> [WORK INSTRUCTIONS]: Find the line containing "of the brown". Return it and every line after it, unchanged, up to and including the last line.

Items from a dataset
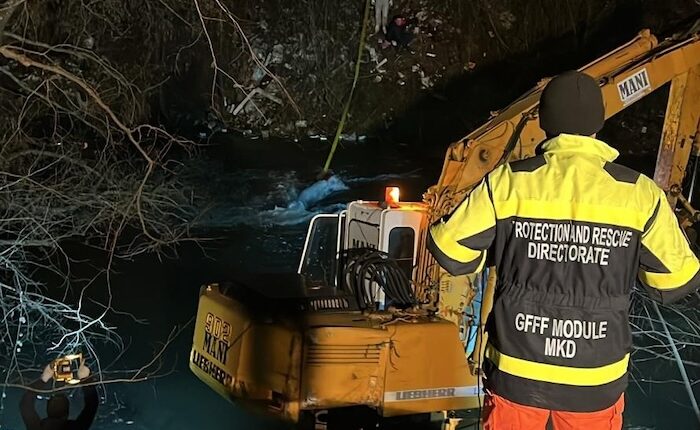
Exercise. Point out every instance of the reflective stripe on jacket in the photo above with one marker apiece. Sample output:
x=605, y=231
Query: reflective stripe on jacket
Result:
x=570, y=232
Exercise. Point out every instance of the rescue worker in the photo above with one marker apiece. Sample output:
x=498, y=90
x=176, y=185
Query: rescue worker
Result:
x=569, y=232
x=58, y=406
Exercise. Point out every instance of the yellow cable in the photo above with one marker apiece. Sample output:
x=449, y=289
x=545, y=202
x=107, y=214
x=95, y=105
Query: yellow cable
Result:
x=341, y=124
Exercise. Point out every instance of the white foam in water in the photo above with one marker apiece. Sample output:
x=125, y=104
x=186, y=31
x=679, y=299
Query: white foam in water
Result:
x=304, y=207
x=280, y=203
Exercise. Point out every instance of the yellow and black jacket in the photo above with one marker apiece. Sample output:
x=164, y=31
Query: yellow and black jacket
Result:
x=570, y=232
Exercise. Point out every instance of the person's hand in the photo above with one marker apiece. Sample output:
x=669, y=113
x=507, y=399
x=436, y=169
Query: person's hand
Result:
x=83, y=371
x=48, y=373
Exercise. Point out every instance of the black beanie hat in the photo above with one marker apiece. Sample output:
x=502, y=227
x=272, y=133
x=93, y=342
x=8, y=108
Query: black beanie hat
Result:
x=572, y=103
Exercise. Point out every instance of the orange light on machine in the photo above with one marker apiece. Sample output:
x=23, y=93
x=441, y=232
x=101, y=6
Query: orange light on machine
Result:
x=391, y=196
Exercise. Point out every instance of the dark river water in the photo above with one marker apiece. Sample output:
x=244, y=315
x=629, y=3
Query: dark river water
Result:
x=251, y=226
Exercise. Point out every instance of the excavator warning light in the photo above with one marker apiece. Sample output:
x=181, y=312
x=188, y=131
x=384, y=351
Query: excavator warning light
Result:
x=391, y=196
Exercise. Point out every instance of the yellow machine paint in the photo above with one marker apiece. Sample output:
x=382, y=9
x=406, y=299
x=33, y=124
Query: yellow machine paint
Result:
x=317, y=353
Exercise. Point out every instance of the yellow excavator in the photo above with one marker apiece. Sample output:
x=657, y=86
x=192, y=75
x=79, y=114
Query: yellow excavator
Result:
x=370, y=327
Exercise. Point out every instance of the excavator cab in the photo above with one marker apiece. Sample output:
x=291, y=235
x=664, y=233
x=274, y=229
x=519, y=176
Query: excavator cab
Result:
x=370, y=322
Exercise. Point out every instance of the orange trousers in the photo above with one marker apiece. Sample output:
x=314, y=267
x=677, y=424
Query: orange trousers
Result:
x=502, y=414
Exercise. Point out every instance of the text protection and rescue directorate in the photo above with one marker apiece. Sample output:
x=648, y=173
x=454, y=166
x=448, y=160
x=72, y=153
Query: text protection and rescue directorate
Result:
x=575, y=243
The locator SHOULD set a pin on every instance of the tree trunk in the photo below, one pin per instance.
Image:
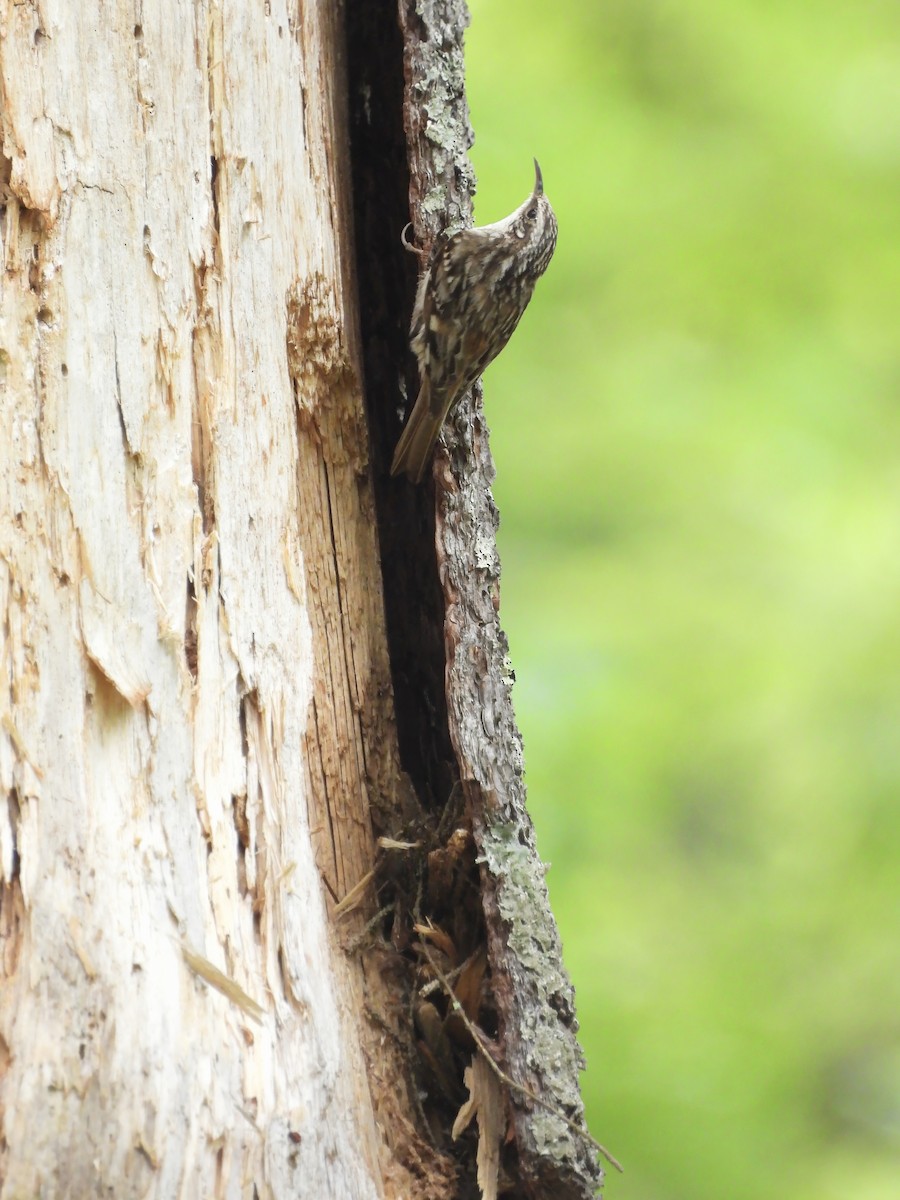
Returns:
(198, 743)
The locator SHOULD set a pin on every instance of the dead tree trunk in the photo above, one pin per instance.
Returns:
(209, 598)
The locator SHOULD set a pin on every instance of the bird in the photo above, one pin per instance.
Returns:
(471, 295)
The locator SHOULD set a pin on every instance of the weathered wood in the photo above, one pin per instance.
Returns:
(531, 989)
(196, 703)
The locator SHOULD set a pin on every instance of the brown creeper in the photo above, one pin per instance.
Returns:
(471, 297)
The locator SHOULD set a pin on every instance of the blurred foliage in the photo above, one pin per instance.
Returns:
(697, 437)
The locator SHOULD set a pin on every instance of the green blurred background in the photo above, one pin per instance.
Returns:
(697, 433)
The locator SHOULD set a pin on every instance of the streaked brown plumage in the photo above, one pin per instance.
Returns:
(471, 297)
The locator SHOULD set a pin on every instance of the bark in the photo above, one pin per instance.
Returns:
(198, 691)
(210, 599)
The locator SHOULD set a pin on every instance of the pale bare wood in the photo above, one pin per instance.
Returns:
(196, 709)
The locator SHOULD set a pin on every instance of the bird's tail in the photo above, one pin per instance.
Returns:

> [TASK SOLUTION]:
The locator SHOULD set a pin on every instance of the brown creeper in the photo above, one pin per instance.
Returns:
(471, 297)
The locator SHOULD set a pin on every instance of the blurred foliage in the photo above, one pin per instance.
Returns:
(697, 437)
The locator SHOULD set a pin on every instance of the green blurred background in the photo above, one pin per instance.
Returns:
(697, 433)
The locator SHOULD set a pin on every instance of the streaked brown plumage in the photo above, one pin per instance.
Returns:
(471, 297)
The locator SHOULD set a pin on every instance of the bark in the photo above, one pin per instance.
Returns:
(198, 691)
(210, 599)
The locator SHOULD set a pin on every instance of the pale bare wood in the photo above, one pin per instance.
Returns:
(196, 709)
The locator SHOULD set a pin on every instance of the bird's tail in the photo above, one pin per instance.
Returns:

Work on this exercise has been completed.